* start Page extract *

Knicks swag has spattered all over New York City as the team’s miraculous run toward the championship has captivated an entire city. Everywhere merch is sold, there is a line: at SoHo streetwear shops, at a pop-up van selling retro gear in Harlem, at the official N.B.A. Store on Fifth Avenue.
Yet strangely, right next to Madison Square Garden, the home of the New York Knickerbockers, an open-air bazaar of bootleg merch has blossomed.
On Thursday afternoon, a day after the Knicks’ already-legendary Game 4 comeback, more than a dozen black-market salesmen, who more typically can be found there hawking concert tees, agreed that the volume of merchandise they have moved since the Knicks made it to the N.B.A. finals has been incredible — maybe more than five times what they sell out front at a Billy Joel or Bad Bunny concert.
“This is New York hustle,” Mervin Brown, 58, said, as he made change for three buyers at once. They pawed his collection of Knicks shirts, some featuring three Knicks, others with a swirling basketball, before selecting a $20 shirt each, one in black, one in gray, one in white. He carried on down West 32nd Street, towing his wares in a handcart. “Go Knicks!” he hollered.
Some independent designers have tried to get a piece of the action. Lingua Franca, which trades in $300 custom-embroidered cashmere sweaters, debuted a version with a ubiquitous piece of Knicks poetry.

* end Page extract *

### Request A:
Sum up the article about Knicks merchandise in two sentences.
The article and the listing that follows it have nothing to do with each other.

* start Exercise material *

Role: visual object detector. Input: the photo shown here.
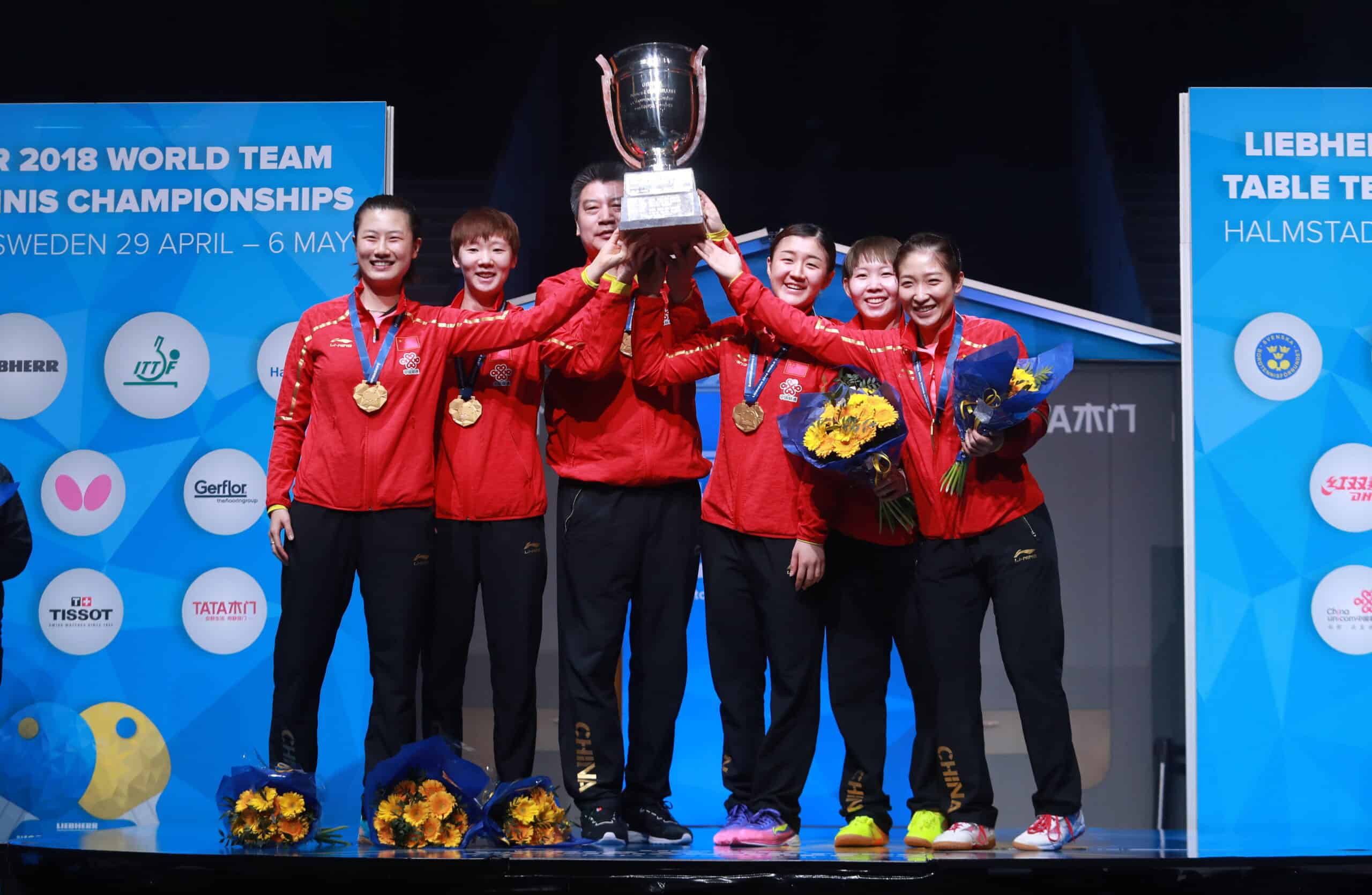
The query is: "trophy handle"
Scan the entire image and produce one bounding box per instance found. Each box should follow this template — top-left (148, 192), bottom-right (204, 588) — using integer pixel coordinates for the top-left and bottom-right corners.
top-left (675, 44), bottom-right (710, 165)
top-left (595, 55), bottom-right (644, 170)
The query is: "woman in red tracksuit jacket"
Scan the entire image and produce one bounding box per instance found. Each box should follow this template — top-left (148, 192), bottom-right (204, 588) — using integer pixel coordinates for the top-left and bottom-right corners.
top-left (825, 236), bottom-right (944, 848)
top-left (696, 233), bottom-right (1085, 849)
top-left (634, 224), bottom-right (836, 846)
top-left (420, 208), bottom-right (623, 781)
top-left (267, 196), bottom-right (624, 796)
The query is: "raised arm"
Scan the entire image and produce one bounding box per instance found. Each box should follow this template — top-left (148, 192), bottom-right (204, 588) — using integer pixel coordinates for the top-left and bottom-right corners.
top-left (266, 317), bottom-right (314, 512)
top-left (696, 242), bottom-right (878, 368)
top-left (632, 295), bottom-right (740, 386)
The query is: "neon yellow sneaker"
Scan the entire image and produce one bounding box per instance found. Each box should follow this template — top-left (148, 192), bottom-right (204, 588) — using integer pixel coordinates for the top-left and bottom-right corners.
top-left (834, 814), bottom-right (890, 848)
top-left (906, 811), bottom-right (948, 848)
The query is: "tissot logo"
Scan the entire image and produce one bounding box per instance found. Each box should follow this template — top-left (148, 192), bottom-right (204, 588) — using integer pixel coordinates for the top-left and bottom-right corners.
top-left (39, 568), bottom-right (123, 656)
top-left (0, 315), bottom-right (67, 420)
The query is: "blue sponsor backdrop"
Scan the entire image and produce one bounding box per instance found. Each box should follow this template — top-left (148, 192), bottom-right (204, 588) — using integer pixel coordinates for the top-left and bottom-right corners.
top-left (0, 103), bottom-right (385, 826)
top-left (1188, 89), bottom-right (1372, 833)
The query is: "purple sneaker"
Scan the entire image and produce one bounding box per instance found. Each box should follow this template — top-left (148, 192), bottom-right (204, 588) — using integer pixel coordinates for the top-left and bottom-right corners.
top-left (715, 804), bottom-right (752, 846)
top-left (734, 809), bottom-right (796, 846)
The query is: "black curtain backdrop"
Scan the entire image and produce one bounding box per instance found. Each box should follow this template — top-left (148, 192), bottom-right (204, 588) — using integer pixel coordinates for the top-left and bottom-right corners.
top-left (0, 0), bottom-right (1372, 328)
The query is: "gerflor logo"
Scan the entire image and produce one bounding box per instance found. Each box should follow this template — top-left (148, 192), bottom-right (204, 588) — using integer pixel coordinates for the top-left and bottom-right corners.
top-left (123, 337), bottom-right (181, 389)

* end Exercise material *

### Request B:
Copy the listing word for word, starting at its first line and ending at the line that contains "top-left (267, 196), bottom-right (624, 796)", with both of those lines included. Leave the pictures out.

### Expected answer A:
Knicks merchandise is selling everywhere in New York City as the team's championship run has captivated the city, and an open-air bazaar of bootleg merch has sprung up right next to Madison Square Garden. Black-market sellers there say their sales since the Knicks reached the finals may be more than five times what they sell at big concerts, and some independent designers, such as Lingua Franca, have also tried to get a piece of the action.

### Expected answer B:
Role: visual object detector. Input: the photo shown here.
The query is: "trophy handle"
Scan the entire image and produce one bounding box per instance found. Each box should follow this template — top-left (148, 192), bottom-right (204, 588) — using integer pixel coordinates for the top-left and bottom-right corners.
top-left (675, 44), bottom-right (710, 165)
top-left (595, 55), bottom-right (644, 170)
The query is: "woman in red tracksuit jacket"
Scan the entire image and produce one bounding box per instance found. Each box should follow this template — top-left (148, 192), bottom-right (204, 588) — using integer pixel coordinates for the top-left and bottom-right corners.
top-left (825, 236), bottom-right (944, 848)
top-left (696, 233), bottom-right (1085, 849)
top-left (634, 224), bottom-right (836, 846)
top-left (420, 208), bottom-right (623, 781)
top-left (267, 196), bottom-right (624, 796)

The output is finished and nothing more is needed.